_EXCERPTED PASSAGE_:
------------------------------------------------------------------------
Quite unexpectedly, they roared back bigger than ever with their massive worldwide hit "Missing," sending the band deliriously into the arms of electronica and dance music, which paired beautifully with their intelligent lyrics to provide the substance dance music so often lacks. It was a new creative and commercial lease on life that lasted for years. Then Thorn took off time to raise three children, Watt began a record label and a substantial career as a dj and so EBTG has been on hiatus as they enjoyed new phases in their life.

Thorn dipped her toes back into recording with her solo album Out Of The Woods three years ago and admits the prospect of taking a long weekend off and heading to Berlin on her own was a real treat when it cam time to record again. (I mention reading recently that someone said that for a parent being alone "is like pornography" and she laughed knowingly.)

"I started this record very much in a sense of having enjoyed doing the last one," says Thorn. "I really enjoyed just tinkering about in the studio. That's the bit I loved. I said to Ewan [Pearson, producer], I don't want to book a studio: I don't want to make a big statement that we're starting a new album. Can I just come out and hang out for a few days and maybe start working on some songs? As much as anything, it was so great to be in a different city for three days, away from the kids, no responsibilities. I just walked the streets for half the day and then went and sat in Ewan's little demo studio and just started recording some songs I'd already written, thinking they would be demos. And quite a lot of what got recorded on that first little trip there we've ended up keeping."

But surely Thorn and Watt have a recording studio in their home?

"Yeah but that's not the point," she laughs. "The point is to get away. You're right; yes. All sorts of things could be done at home. But it is often a question of putting yourself somewhere else and you do immediately feel a bit different. Especially when you're a mom, a full-time mom and a lot of your life is very much to do with looking after other people's needs and being what they need you to be, if you're still inside that environment it's quite hard to think of yourself outside that box and think of yourself as an independent person. So I had to remove myself physically."

Here's Thorn actually in that home studio performing another track off her new album.
------------------------------------------------------------------------
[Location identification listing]
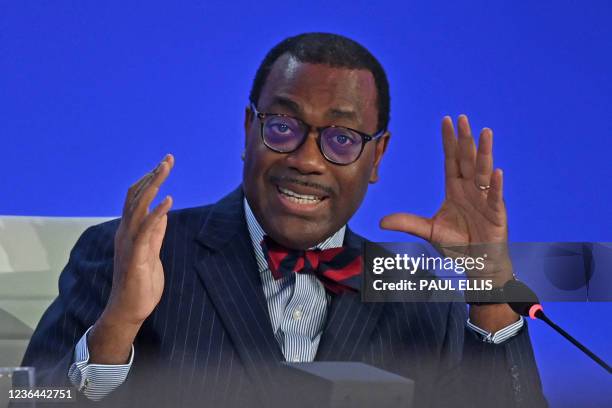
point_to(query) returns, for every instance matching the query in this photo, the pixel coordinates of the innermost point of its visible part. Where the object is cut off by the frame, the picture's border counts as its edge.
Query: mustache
(289, 179)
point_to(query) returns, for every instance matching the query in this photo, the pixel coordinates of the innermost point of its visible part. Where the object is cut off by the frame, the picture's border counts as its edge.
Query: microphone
(525, 302)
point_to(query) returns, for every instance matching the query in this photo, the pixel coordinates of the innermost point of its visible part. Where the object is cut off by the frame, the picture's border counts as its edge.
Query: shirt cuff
(501, 335)
(96, 381)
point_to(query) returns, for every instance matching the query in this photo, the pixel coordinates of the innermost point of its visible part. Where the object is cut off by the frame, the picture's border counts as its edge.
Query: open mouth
(298, 198)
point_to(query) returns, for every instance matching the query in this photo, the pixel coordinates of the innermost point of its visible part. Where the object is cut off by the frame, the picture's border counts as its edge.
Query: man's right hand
(138, 276)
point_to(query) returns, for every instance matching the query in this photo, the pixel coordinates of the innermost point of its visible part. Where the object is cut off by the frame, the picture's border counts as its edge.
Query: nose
(307, 159)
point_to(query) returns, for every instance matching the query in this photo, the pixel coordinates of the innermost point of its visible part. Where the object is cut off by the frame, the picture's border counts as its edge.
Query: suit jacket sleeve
(474, 373)
(84, 287)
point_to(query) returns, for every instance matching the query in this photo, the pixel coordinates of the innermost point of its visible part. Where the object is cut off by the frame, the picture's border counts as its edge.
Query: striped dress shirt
(297, 306)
------------------------------------------------------------------------
_INSTRUCTIONS_:
- 1) List every person mentioned by name in the excerpt on Thorn's return to recording.
- 2) Filter the listing down to the lines containing the string "shirt", and copy each of them out.

_ANSWERS FOR THE EXERCISE_:
- 1) Thorn, Watt, Ewan Pearson

- 2)
Query: shirt cuff
Query: striped dress shirt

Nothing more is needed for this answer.